◆ **INSTRUCTION**
Reproduce word for word the lines of the material between the line containing "Can you find the man's left" and the line containing "[[255, 483], [371, 472], [689, 516], [41, 522], [740, 514]]", inclusive, and nothing else.

....

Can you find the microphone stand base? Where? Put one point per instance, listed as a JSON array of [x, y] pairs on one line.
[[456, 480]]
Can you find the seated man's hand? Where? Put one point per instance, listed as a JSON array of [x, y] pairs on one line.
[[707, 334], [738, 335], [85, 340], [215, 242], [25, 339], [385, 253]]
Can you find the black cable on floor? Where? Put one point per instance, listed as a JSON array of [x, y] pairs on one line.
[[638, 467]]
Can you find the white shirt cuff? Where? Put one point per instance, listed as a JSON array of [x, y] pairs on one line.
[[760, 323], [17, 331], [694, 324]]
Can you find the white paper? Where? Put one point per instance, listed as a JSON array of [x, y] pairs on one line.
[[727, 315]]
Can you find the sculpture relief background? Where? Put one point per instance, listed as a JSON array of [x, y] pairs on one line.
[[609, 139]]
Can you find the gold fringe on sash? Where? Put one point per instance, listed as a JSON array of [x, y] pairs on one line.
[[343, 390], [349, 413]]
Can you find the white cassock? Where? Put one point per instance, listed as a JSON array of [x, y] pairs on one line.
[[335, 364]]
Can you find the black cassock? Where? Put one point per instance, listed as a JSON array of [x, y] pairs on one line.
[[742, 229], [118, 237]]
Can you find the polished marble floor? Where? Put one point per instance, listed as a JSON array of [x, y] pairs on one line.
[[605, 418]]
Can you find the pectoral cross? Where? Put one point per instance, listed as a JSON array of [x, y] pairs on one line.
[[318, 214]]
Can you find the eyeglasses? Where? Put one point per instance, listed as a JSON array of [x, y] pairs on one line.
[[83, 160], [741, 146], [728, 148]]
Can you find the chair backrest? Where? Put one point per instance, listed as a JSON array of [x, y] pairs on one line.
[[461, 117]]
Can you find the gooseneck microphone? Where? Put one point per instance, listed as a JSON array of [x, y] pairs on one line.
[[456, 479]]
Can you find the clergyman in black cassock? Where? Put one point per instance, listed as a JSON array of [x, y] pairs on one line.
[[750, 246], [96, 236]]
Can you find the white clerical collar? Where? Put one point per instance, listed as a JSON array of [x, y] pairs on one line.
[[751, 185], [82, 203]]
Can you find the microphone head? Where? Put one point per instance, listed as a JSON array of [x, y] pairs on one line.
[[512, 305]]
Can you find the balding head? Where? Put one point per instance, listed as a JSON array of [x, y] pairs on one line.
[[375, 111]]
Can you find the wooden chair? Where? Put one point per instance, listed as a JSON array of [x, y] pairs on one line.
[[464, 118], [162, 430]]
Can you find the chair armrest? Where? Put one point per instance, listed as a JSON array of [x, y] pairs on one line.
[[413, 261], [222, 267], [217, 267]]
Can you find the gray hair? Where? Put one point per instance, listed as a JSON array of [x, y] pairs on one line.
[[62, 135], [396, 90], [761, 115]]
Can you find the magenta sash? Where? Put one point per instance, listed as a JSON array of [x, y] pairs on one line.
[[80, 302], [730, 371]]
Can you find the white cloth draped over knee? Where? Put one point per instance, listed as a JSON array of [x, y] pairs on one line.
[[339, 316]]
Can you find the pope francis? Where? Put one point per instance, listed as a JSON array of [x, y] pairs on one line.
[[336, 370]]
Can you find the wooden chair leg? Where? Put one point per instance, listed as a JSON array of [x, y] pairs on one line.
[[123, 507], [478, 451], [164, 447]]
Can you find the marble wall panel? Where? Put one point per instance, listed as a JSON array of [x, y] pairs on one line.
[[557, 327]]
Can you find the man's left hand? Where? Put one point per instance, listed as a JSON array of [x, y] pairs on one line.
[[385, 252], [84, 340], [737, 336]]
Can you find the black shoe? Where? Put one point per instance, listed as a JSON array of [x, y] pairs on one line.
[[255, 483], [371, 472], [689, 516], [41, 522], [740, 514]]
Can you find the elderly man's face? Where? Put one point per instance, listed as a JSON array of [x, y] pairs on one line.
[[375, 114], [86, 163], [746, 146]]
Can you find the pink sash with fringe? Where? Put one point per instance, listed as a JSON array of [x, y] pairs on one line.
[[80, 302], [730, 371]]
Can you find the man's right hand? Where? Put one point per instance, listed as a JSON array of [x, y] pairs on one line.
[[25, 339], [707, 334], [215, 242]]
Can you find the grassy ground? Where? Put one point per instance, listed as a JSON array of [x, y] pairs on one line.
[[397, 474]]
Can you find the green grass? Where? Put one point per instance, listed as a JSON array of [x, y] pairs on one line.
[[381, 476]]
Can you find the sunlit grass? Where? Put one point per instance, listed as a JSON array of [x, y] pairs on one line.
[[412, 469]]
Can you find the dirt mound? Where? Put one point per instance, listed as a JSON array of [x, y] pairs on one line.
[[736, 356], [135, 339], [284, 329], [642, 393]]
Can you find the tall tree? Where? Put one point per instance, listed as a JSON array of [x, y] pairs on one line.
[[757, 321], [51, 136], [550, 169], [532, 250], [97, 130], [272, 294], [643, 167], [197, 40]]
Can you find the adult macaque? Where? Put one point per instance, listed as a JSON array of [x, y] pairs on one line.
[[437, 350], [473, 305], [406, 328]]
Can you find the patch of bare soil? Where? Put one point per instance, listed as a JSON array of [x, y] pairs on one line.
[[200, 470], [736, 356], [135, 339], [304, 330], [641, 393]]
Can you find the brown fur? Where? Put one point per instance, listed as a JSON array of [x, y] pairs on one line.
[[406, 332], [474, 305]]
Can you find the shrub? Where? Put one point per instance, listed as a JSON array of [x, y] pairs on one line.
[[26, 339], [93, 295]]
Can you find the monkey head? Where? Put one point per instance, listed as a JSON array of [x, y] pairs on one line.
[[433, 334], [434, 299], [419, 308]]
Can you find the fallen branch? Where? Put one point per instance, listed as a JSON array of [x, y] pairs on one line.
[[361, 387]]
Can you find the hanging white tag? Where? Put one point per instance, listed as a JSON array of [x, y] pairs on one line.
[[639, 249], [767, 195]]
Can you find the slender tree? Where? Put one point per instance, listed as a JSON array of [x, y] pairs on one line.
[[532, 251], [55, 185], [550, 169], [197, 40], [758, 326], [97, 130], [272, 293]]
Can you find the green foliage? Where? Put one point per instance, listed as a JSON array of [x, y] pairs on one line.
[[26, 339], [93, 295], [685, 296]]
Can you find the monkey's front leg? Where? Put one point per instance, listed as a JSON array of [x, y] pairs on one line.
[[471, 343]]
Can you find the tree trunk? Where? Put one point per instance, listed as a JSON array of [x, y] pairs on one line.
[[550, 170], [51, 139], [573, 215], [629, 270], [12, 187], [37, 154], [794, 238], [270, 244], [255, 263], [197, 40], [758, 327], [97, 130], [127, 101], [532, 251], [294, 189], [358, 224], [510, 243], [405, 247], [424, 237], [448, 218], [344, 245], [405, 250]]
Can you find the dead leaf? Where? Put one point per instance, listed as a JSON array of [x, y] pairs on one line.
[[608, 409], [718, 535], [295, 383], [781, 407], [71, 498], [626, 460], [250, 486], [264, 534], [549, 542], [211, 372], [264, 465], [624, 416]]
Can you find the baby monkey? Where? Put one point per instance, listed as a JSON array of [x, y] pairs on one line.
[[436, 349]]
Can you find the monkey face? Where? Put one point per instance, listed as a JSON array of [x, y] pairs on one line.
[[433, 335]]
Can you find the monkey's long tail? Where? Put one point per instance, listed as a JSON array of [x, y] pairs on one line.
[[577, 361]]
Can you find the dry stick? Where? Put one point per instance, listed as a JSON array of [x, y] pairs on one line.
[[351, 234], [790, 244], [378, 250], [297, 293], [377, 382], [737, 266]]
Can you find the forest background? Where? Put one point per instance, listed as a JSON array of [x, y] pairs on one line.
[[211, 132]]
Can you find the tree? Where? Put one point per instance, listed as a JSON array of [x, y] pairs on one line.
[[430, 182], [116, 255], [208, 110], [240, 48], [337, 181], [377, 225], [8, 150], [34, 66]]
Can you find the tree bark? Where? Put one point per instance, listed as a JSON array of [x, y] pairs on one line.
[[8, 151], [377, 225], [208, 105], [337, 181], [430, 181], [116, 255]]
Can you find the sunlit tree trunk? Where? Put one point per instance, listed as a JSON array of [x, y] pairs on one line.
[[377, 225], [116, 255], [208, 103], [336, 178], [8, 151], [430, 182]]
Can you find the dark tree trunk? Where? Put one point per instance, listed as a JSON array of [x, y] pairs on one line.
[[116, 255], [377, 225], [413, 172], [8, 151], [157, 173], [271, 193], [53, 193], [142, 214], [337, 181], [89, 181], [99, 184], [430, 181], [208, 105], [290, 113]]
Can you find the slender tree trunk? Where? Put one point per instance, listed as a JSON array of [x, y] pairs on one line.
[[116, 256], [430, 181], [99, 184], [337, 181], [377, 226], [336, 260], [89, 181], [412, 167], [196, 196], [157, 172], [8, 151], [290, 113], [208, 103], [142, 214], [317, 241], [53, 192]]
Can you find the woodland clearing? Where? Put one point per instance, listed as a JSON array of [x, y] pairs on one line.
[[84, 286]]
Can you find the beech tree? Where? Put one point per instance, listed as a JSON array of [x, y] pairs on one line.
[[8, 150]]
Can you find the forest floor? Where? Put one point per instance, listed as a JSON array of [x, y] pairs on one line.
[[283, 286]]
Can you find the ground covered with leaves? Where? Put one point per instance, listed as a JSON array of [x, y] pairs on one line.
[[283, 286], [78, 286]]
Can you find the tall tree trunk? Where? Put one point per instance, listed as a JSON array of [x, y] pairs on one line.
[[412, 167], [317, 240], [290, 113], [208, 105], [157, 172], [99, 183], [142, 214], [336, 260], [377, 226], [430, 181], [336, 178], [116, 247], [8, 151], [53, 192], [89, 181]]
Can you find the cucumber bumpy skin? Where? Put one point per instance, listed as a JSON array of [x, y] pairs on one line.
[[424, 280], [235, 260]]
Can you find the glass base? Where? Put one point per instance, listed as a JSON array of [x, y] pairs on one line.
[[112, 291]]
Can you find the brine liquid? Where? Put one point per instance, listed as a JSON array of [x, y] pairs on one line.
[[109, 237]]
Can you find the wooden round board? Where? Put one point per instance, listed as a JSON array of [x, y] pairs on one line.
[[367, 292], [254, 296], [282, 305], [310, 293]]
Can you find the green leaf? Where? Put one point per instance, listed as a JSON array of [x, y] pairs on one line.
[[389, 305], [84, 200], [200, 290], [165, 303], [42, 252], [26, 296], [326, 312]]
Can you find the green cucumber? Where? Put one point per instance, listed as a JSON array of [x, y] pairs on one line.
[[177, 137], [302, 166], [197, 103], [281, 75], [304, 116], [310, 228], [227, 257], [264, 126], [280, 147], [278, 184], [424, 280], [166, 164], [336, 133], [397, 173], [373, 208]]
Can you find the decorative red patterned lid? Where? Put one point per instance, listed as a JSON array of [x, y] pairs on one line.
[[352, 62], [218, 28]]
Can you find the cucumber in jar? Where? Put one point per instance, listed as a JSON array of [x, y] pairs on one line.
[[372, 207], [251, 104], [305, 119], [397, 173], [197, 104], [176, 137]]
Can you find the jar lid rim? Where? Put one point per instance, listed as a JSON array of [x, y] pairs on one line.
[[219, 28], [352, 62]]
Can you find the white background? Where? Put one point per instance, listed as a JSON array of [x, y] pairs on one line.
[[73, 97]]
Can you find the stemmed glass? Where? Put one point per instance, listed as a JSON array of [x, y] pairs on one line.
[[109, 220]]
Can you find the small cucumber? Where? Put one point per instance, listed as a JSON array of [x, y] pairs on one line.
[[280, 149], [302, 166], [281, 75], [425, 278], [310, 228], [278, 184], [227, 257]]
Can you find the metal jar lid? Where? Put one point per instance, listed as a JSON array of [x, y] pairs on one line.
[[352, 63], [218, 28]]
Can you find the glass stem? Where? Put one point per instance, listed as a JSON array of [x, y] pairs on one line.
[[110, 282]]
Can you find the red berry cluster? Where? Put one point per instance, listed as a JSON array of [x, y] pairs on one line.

....

◆ **FULL SOLUTION**
Can you find the man's left hand? Where? Put one point per instance, listed as a JSON array of [x, y] pairs on one line.
[[385, 252], [84, 340], [737, 336]]
Can you find the black shoe? Where? Put one point per instance, listed as a JSON array of [x, y] pairs on one line.
[[255, 483], [371, 472], [689, 516], [41, 522], [740, 514]]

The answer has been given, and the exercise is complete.